Copy the lines below word for word, starting at the line that contains "Where is each instance of the framed" and ending at the line that contains "point(366, 243)", including both.

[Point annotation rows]
###

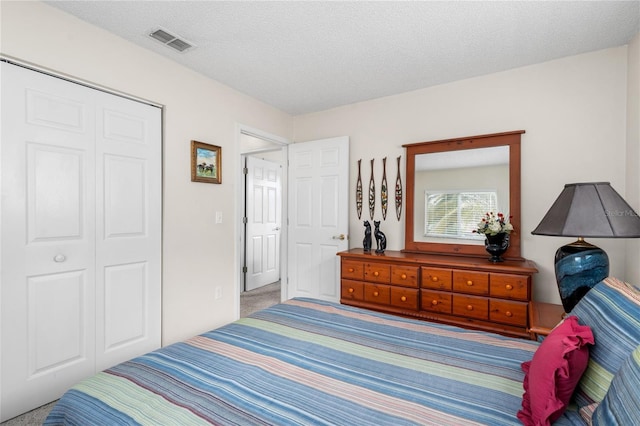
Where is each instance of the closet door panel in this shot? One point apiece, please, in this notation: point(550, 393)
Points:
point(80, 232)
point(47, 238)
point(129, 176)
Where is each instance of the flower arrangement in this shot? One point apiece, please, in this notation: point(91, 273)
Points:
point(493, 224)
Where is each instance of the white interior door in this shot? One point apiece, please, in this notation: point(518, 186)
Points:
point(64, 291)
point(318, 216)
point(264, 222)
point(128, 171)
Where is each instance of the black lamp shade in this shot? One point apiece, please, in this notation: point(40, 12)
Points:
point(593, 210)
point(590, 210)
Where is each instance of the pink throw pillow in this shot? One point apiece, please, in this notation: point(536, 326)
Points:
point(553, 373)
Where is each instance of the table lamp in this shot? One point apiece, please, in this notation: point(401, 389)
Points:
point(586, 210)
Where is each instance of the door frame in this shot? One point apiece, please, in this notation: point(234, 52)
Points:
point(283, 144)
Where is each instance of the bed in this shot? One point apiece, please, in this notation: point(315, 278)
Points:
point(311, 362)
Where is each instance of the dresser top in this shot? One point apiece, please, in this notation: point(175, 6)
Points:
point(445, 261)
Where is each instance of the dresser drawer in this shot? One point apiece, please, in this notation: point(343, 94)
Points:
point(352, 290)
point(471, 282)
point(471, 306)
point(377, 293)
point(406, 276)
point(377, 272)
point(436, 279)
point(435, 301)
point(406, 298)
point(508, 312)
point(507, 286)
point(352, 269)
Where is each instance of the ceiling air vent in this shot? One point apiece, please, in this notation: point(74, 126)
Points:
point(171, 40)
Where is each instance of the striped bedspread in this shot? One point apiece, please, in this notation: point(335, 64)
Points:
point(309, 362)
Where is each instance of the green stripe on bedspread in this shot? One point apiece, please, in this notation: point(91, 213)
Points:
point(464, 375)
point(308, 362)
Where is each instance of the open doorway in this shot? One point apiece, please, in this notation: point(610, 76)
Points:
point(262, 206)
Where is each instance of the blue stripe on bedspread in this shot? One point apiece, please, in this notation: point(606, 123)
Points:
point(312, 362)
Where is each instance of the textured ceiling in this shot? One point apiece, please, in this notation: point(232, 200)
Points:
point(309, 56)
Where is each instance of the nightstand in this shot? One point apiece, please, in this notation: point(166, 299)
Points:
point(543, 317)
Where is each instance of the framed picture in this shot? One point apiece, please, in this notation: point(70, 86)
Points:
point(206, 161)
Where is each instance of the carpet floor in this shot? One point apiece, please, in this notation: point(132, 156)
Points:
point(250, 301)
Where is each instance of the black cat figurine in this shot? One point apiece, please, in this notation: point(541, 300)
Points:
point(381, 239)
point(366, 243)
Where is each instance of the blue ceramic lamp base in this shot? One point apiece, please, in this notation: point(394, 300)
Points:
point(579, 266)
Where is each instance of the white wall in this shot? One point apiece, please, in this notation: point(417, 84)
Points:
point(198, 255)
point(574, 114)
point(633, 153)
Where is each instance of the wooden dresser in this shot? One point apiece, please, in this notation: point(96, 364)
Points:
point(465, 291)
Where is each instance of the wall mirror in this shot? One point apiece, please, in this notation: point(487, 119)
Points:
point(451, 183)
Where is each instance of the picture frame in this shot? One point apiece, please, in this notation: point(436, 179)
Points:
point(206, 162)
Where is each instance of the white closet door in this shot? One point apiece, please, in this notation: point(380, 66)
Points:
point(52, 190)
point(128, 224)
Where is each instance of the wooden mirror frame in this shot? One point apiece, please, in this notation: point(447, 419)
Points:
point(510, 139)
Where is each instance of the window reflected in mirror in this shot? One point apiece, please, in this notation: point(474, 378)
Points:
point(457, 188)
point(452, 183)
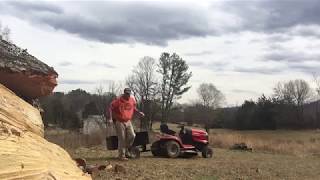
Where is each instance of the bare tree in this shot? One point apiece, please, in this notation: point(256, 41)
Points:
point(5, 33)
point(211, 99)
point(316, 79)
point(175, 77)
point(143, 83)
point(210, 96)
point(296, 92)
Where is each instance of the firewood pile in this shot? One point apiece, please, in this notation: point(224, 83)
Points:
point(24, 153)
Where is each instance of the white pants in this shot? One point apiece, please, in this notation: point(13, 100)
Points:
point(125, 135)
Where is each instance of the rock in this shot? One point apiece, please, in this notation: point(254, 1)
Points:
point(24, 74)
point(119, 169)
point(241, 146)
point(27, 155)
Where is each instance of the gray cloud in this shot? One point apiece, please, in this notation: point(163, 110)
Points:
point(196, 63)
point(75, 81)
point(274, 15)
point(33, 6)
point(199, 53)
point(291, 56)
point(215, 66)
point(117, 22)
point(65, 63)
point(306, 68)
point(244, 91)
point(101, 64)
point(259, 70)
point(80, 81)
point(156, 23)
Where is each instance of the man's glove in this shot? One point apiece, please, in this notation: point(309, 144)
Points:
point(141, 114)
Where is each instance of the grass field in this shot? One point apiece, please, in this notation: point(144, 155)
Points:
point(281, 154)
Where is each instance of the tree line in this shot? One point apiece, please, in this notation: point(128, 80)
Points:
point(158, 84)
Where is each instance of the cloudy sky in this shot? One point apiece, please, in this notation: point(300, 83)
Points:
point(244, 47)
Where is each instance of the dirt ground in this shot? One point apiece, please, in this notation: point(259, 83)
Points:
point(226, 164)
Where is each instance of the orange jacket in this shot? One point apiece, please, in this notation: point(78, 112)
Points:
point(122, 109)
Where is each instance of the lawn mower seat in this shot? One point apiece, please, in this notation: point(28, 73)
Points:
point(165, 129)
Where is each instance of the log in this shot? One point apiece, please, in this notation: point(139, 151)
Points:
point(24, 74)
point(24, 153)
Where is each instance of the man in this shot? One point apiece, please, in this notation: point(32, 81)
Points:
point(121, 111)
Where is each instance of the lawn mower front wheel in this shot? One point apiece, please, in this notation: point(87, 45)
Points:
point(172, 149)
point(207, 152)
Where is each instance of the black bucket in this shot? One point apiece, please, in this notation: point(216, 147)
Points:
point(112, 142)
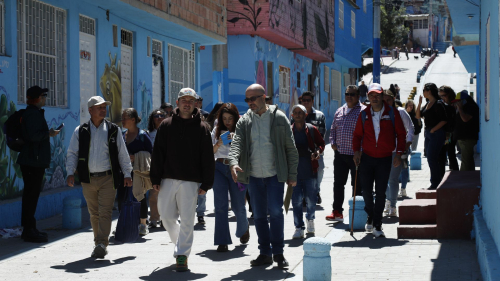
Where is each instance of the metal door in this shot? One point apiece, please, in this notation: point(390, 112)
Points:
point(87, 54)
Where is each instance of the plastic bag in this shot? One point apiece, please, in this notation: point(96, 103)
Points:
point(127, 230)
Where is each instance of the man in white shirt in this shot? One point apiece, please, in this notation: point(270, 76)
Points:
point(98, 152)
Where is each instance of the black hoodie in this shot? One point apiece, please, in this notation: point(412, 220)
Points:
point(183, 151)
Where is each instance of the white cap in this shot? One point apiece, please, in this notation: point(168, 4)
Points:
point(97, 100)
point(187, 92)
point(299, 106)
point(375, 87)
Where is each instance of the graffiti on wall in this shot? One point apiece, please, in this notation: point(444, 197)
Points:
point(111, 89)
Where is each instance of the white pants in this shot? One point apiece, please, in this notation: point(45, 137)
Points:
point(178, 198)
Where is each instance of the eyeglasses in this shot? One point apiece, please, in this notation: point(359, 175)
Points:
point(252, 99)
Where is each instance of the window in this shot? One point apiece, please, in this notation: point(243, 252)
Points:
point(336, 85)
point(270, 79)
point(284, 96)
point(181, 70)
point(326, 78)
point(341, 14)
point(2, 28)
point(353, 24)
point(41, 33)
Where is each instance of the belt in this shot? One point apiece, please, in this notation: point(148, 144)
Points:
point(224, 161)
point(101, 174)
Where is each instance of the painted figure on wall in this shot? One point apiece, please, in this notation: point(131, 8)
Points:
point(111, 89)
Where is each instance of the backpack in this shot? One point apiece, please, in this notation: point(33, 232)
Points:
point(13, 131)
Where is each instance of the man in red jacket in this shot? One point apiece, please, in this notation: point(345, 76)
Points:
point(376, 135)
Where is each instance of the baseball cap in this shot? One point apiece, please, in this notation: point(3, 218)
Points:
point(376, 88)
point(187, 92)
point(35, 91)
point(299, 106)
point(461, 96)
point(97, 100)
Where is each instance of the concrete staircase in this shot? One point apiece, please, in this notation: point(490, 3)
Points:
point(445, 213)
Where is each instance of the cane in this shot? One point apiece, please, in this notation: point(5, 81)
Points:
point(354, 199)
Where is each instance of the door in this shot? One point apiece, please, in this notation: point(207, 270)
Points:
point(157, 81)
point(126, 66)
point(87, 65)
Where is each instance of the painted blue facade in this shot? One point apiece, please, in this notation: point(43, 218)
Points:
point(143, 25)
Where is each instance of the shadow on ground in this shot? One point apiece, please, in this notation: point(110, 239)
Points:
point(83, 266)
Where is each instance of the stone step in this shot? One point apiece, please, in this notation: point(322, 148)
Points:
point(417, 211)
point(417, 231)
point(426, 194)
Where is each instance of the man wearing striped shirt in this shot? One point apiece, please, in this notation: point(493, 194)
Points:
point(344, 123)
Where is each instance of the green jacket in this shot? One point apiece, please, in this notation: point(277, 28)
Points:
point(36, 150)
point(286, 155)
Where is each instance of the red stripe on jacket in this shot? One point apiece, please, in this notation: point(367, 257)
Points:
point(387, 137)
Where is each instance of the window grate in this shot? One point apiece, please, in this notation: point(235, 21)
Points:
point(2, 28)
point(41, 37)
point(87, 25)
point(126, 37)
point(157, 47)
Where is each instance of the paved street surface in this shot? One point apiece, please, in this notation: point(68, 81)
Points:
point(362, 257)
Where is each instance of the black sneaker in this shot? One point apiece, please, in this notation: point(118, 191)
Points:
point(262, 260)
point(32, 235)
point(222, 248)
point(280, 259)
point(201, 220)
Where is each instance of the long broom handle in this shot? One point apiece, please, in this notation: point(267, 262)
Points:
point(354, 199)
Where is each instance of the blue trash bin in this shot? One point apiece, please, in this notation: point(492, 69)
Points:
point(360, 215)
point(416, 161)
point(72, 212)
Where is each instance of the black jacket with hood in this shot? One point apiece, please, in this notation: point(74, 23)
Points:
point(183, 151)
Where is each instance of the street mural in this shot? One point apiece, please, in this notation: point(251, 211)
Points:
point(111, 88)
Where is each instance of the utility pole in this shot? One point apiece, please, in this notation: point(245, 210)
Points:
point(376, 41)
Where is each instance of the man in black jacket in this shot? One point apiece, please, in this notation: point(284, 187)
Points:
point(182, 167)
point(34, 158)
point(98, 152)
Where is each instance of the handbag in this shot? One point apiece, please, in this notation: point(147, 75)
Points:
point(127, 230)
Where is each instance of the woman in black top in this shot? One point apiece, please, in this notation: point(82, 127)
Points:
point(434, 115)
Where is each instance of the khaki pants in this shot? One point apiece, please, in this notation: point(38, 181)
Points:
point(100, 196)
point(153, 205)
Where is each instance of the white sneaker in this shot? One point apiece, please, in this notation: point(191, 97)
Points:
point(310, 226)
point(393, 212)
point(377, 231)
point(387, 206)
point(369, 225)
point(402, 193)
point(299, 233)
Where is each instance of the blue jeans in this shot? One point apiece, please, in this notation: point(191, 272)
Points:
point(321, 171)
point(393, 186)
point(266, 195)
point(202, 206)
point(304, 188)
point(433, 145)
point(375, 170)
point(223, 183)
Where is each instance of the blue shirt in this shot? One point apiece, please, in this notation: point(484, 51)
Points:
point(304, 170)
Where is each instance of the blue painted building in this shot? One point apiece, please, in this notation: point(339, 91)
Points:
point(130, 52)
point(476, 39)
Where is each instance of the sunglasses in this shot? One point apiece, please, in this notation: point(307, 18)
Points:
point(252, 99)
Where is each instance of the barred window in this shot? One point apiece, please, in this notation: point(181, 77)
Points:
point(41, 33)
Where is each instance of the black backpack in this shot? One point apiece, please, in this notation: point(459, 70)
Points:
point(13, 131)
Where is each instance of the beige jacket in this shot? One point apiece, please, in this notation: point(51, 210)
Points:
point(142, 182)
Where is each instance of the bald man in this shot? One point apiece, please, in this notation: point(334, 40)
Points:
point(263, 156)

###

* Task solution *
Where is each instance of the framed picture in this shot? One point apiece, please, in this notation: point(70, 86)
Points:
point(206, 161)
Where is each instance of the carpet floor in this shot? One point apiece, please, in this notation: point(132, 156)
Points:
point(250, 301)
Where is each instance of the black cat figurine in this shot? One point apiece, please, in this notation: point(541, 300)
Points:
point(381, 239)
point(366, 243)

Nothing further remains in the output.